* Passage présenté
....
Absence de faute de la victime qui a des relations sexuelles non protégées avec une personne dissimulant volontairement sa séropositivité
Une femme a entretenu une relation amoureuse avec un homme et a eu des rapports non protégés avec ce dernier.
Au cours d’une hospitalisation du 26 au 29 novembre 2007, elle a été testée positive au virus de l’immunodéficience humaine (VIH).
Estimant que son partenaire, qui était informé de sa séropositivité et lui avait volontairement dissimulé, était responsable de sa contamination, elle a porté plainte contre lui en 2011.
Un Tribunal Correctionnel, devant lequel son partenaire avait été renvoyé du chef d’administration de substance nuisible à la santé, a constaté la prescription de l’action publique.
La victime a alors assigné son partenaire devant un Tribunal de Grande Instance, en présence de la Caisse Primaire d’Assurance Maladie, afin de solliciter l’indemnisation de son préjudice.
Par arrêt en date du 21 janvier 2021, la Cour d’Appel d’AIX-EN-PROVENCE a retenu la responsabilité du partenaire.
Cependant, la Cour d’Appel d’AIX-EN-PROVENCE a estimé que la victime avait commis une faute d’imprudence, réduisant son droit à indemnisation de 20% dès lors qu’elle avait eu des relations sexuelles non protégées avec son partenaire, qu’elle ne connaissait que depuis quelques jours et dont elle ignorait la sérologie.
....
* Extraits de données
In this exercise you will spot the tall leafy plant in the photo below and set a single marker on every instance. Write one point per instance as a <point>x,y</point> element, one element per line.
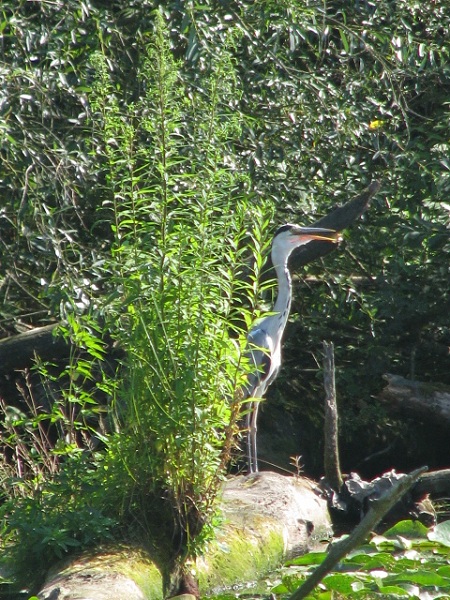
<point>183,227</point>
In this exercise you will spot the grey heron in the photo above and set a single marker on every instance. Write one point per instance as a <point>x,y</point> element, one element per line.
<point>264,338</point>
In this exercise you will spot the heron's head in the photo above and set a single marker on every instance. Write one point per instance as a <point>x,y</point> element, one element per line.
<point>288,237</point>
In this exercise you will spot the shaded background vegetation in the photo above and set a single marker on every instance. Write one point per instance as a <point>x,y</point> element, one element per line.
<point>328,97</point>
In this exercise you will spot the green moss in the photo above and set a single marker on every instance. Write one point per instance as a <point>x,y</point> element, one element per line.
<point>239,560</point>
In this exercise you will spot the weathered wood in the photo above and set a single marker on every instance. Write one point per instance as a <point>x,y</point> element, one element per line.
<point>340,549</point>
<point>268,517</point>
<point>430,402</point>
<point>435,483</point>
<point>332,468</point>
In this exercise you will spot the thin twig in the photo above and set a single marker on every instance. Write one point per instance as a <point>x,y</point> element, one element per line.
<point>370,521</point>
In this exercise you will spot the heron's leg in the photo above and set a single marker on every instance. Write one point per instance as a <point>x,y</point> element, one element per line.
<point>252,451</point>
<point>248,419</point>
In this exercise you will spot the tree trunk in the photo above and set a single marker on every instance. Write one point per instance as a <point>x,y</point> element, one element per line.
<point>428,401</point>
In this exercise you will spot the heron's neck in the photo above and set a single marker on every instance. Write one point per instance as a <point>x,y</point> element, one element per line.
<point>283,302</point>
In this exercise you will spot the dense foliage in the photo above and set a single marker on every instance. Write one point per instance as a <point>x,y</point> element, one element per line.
<point>133,172</point>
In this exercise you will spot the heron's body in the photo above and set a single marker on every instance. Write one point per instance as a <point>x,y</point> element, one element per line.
<point>265,337</point>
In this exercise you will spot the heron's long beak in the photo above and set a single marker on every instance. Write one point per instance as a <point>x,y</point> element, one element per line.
<point>316,233</point>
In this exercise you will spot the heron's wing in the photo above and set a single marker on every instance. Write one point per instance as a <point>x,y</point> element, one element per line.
<point>260,348</point>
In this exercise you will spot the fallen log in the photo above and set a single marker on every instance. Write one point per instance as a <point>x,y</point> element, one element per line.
<point>426,400</point>
<point>267,517</point>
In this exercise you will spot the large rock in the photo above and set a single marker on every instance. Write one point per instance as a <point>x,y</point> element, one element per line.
<point>267,518</point>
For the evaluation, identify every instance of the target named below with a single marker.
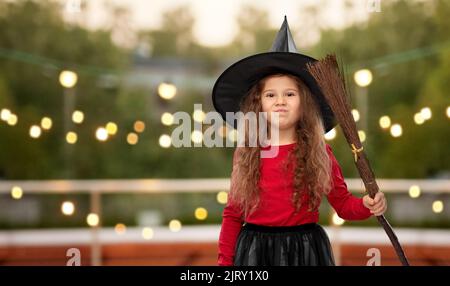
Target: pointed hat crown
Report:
(284, 41)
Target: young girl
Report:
(272, 211)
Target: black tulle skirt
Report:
(302, 245)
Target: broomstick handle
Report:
(394, 240)
(371, 185)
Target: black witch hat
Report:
(235, 82)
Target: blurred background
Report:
(88, 89)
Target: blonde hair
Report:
(312, 174)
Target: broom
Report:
(330, 80)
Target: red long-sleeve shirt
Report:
(276, 208)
....
* Objectif
Pouvez-vous recopier mot pour mot l'intégralité du passage présenté plus haut, sur la séropositivité dissimulée ?

* Réponse
Absence de faute de la victime qui a des relations sexuelles non protégées avec une personne dissimulant volontairement sa séropositivité
Une femme a entretenu une relation amoureuse avec un homme et a eu des rapports non protégés avec ce dernier.
Au cours d’une hospitalisation du 26 au 29 novembre 2007, elle a été testée positive au virus de l’immunodéficience humaine (VIH).
Estimant que son partenaire, qui était informé de sa séropositivité et lui avait volontairement dissimulé, était responsable de sa contamination, elle a porté plainte contre lui en 2011.
Un Tribunal Correctionnel, devant lequel son partenaire avait été renvoyé du chef d’administration de substance nuisible à la santé, a constaté la prescription de l’action publique.
La victime a alors assigné son partenaire devant un Tribunal de Grande Instance, en présence de la Caisse Primaire d’Assurance Maladie, afin de solliciter l’indemnisation de son préjudice.
Par arrêt en date du 21 janvier 2021, la Cour d’Appel d’AIX-EN-PROVENCE a retenu la responsabilité du partenaire.
Cependant, la Cour d’Appel d’AIX-EN-PROVENCE a estimé que la victime avait commis une faute d’imprudence, réduisant son droit à indemnisation de 20% dès lors qu’elle avait eu des relations sexuelles non protégées avec son partenaire, qu’elle ne connaissait que depuis quelques jours et dont elle ignorait la sérologie.